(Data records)
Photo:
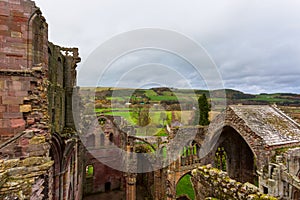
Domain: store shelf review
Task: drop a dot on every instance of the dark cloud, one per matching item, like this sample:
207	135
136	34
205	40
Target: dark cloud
255	44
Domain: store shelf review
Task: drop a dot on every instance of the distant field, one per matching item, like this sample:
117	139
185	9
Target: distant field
184	186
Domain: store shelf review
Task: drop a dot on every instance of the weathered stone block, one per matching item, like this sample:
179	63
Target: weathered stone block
8	100
25	108
15	123
10	115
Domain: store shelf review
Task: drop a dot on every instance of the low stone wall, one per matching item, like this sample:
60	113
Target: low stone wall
23	179
211	182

## Task to complete
The records above must be repeated in full and exactly, but without any of the pictures.

## Response
Photo:
Domain: store shelf review
Task: drop a dot on every instance of the dark cloud, one per matching item, like this sample:
207	135
136	34
205	40
Target: dark cloud
255	44
Domain: store shelf review
Task: drop a dot on every instance of the distant field, one per matching item, like this sample:
117	139
185	9
Target: distant field
184	186
Domain: store shelf review
Task: drop a dot on every instance of the weathered stone block, one per matching item, like this sample:
179	63
Target: weathered stone block
8	100
25	108
15	123
10	115
Domain: store shelf review
Task: drop a dot on every instance of the low stone wall, one per matching item, like this sample:
60	113
Target: low stone wall
23	179
211	182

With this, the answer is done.